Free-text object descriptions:
▬▬▬▬▬▬▬▬▬▬
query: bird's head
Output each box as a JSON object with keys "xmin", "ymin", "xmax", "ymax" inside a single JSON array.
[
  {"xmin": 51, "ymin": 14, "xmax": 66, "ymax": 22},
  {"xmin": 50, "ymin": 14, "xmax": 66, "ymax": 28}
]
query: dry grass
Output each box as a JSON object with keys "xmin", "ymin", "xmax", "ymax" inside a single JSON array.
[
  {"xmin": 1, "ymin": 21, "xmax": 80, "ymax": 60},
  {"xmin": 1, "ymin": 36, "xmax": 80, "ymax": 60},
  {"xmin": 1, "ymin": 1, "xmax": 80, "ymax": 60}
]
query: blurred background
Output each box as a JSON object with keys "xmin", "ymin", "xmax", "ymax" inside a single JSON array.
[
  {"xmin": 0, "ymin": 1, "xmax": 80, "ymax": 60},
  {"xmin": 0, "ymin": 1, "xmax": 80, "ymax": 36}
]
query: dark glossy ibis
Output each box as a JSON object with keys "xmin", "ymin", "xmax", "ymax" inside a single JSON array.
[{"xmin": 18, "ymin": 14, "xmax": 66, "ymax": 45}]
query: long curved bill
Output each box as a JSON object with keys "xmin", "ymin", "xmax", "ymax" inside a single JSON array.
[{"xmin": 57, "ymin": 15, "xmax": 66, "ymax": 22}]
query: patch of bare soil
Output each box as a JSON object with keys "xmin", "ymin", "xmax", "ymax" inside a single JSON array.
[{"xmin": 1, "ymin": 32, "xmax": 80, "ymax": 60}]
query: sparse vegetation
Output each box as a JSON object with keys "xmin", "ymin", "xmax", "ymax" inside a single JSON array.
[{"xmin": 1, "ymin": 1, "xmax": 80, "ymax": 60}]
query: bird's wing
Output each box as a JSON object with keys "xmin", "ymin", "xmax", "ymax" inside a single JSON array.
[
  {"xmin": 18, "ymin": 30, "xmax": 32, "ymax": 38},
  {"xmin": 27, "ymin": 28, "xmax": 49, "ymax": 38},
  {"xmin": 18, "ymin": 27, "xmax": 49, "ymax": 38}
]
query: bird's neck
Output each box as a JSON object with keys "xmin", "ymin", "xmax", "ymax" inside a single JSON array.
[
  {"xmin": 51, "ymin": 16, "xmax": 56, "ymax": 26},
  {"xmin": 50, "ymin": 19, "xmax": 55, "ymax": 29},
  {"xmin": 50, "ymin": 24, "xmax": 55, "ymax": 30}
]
▬▬▬▬▬▬▬▬▬▬
What you need to do =>
For this exercise, the records above must be returned exactly.

Expected answer =>
query: bird's head
Output each box as a JSON object with keys "xmin", "ymin", "xmax", "ymax" inside a single JSON array.
[
  {"xmin": 51, "ymin": 14, "xmax": 66, "ymax": 22},
  {"xmin": 50, "ymin": 14, "xmax": 66, "ymax": 28}
]
query: dry grass
Output each box as a JSON object with keys "xmin", "ymin", "xmax", "ymax" inside a single JSON array.
[
  {"xmin": 1, "ymin": 21, "xmax": 80, "ymax": 60},
  {"xmin": 1, "ymin": 36, "xmax": 80, "ymax": 60},
  {"xmin": 1, "ymin": 1, "xmax": 80, "ymax": 60}
]
query: blurred background
Output each box as a JSON object with keys "xmin", "ymin", "xmax", "ymax" inside a single JSON array.
[
  {"xmin": 0, "ymin": 1, "xmax": 80, "ymax": 60},
  {"xmin": 0, "ymin": 1, "xmax": 80, "ymax": 36}
]
query: dark glossy ibis
Output each box as a JSON object with keys "xmin", "ymin", "xmax", "ymax" inside a single JSON array.
[{"xmin": 18, "ymin": 14, "xmax": 66, "ymax": 45}]
query: long curved bill
Output each box as a JSON object with keys "xmin", "ymin", "xmax", "ymax" inside a single JSON array.
[{"xmin": 57, "ymin": 15, "xmax": 66, "ymax": 22}]
query: patch of bare soil
Output each box as a JSON object with keys "xmin", "ymin", "xmax", "ymax" inside a single JSON array.
[{"xmin": 1, "ymin": 32, "xmax": 80, "ymax": 60}]
query: sparse vegetation
Output each box as a JSON object with keys "xmin", "ymin", "xmax", "ymax" inside a single JSON array.
[{"xmin": 1, "ymin": 1, "xmax": 80, "ymax": 60}]
query: bird's wing
Output each box as a JSON object with keys "xmin", "ymin", "xmax", "ymax" inside a single JSON array.
[
  {"xmin": 18, "ymin": 30, "xmax": 32, "ymax": 38},
  {"xmin": 27, "ymin": 28, "xmax": 49, "ymax": 38},
  {"xmin": 18, "ymin": 27, "xmax": 49, "ymax": 38}
]
query: bird's neck
Output each box as a JSON object with keys "xmin", "ymin", "xmax", "ymax" inside a single JSON array.
[
  {"xmin": 51, "ymin": 16, "xmax": 56, "ymax": 26},
  {"xmin": 50, "ymin": 19, "xmax": 55, "ymax": 29},
  {"xmin": 50, "ymin": 24, "xmax": 55, "ymax": 30}
]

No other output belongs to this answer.